→ **Description of the task**
Please copy the lines of the listing below, starting at the line that contains "Mark every instance of the blue shop" and ending at the line that contains "[(337, 118)]", both included, and output only those lines. Keep everything else unchanged, but multiply each coordinate in the point lists by 2.55 and round to a whole number, with halves rounded up.

─── Supplied data ───

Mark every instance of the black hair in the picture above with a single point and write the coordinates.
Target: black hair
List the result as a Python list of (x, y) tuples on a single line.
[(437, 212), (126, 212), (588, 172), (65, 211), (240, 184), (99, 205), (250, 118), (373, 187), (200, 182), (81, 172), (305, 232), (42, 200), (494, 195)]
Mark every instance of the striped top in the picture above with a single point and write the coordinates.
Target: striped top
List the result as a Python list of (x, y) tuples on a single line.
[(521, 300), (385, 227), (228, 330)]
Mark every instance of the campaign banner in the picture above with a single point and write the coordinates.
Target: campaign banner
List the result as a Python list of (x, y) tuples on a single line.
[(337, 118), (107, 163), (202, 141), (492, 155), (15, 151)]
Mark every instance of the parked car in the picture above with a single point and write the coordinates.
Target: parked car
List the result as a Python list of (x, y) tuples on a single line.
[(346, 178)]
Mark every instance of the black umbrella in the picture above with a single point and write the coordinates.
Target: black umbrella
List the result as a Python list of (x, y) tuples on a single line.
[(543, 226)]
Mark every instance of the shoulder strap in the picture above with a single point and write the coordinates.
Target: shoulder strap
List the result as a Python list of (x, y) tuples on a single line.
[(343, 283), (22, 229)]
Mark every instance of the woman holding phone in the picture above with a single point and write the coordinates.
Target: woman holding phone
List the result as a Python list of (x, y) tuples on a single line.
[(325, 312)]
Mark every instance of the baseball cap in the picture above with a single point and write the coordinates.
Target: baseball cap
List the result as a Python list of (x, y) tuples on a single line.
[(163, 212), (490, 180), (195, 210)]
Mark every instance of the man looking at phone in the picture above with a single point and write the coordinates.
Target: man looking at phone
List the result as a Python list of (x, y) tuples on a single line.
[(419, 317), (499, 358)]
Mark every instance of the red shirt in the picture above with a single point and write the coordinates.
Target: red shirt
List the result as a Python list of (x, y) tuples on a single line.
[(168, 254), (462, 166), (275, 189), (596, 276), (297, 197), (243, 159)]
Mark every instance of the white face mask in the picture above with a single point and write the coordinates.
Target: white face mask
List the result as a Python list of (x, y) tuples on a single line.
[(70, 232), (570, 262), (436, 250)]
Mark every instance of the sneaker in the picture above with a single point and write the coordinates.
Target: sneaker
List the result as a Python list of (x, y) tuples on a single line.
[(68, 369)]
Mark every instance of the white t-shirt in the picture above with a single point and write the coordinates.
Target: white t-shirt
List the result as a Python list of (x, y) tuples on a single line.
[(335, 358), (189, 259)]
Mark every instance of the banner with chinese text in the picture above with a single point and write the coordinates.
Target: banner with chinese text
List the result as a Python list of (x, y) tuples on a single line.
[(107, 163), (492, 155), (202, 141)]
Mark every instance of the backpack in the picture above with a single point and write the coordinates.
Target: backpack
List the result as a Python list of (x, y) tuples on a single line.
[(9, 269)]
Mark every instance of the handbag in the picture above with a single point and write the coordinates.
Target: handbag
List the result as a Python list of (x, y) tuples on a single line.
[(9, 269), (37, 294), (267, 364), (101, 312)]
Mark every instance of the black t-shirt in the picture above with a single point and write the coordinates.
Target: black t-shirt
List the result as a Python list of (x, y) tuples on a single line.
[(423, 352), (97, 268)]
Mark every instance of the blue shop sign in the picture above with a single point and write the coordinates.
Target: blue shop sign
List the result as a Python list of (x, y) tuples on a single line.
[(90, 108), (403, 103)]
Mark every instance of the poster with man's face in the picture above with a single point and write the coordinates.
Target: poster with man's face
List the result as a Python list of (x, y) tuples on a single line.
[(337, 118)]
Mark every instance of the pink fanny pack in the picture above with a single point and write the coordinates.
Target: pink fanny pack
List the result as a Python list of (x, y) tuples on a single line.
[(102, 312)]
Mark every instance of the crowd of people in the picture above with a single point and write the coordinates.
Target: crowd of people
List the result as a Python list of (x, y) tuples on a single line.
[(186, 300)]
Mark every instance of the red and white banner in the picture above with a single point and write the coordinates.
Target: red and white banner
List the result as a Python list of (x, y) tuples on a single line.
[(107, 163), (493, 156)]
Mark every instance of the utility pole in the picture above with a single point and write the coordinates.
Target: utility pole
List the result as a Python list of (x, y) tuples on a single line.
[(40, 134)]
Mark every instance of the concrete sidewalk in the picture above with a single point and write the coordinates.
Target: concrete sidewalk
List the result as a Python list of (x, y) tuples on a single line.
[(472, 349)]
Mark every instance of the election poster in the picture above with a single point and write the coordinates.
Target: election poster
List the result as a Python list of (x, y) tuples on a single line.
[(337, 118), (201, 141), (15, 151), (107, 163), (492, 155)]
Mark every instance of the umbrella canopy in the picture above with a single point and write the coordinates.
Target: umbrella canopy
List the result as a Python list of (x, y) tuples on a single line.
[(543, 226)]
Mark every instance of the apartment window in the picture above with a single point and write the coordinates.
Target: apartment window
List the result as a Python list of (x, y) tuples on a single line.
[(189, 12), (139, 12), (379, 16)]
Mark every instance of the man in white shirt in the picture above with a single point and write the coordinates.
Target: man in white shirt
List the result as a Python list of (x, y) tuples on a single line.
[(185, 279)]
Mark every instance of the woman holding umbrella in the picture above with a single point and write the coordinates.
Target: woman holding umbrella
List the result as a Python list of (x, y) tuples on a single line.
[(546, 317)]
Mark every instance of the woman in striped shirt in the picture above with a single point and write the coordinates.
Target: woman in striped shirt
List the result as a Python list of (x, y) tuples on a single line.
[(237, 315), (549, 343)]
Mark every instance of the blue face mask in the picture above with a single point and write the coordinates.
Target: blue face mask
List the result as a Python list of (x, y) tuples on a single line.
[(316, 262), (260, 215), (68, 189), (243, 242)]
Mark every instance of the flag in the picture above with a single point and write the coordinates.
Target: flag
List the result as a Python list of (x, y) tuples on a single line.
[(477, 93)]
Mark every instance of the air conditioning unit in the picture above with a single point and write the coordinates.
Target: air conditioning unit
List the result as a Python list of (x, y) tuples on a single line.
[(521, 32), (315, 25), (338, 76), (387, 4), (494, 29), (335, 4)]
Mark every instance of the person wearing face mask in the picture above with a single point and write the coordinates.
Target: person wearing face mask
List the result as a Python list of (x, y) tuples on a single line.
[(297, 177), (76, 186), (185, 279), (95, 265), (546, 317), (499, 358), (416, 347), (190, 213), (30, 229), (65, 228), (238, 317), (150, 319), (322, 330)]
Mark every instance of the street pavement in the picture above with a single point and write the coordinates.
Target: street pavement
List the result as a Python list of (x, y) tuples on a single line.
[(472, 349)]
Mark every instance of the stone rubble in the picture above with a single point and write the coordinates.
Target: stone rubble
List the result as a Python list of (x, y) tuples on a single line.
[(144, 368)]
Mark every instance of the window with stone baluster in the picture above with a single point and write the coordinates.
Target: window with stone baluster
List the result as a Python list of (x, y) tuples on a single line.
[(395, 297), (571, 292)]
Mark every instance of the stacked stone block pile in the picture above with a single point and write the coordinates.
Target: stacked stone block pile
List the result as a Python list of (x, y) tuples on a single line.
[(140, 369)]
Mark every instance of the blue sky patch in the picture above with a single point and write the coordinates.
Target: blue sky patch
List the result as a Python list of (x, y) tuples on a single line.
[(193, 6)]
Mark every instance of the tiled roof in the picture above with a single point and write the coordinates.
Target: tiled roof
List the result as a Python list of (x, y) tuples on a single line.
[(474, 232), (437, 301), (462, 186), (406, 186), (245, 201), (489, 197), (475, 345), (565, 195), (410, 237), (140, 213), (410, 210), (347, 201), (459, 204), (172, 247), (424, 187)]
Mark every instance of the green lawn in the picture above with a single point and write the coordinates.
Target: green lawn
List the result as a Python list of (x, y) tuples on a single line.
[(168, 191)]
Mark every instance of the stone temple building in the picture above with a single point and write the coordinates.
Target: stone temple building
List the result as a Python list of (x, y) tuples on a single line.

───

→ **Final result**
Mark every instance of the blue shop sign in the picture above with a single point and write the coordinates.
Target: blue shop sign
List the result as a Python list of (x, y) tuples on a single line.
[(230, 275), (1028, 263)]
Mark every instance of the poster with man's face in the picture above with a single point and write the coordinates.
Target: poster with man's face
List the result as a Python list of (x, y) tuples on a single line.
[(859, 301)]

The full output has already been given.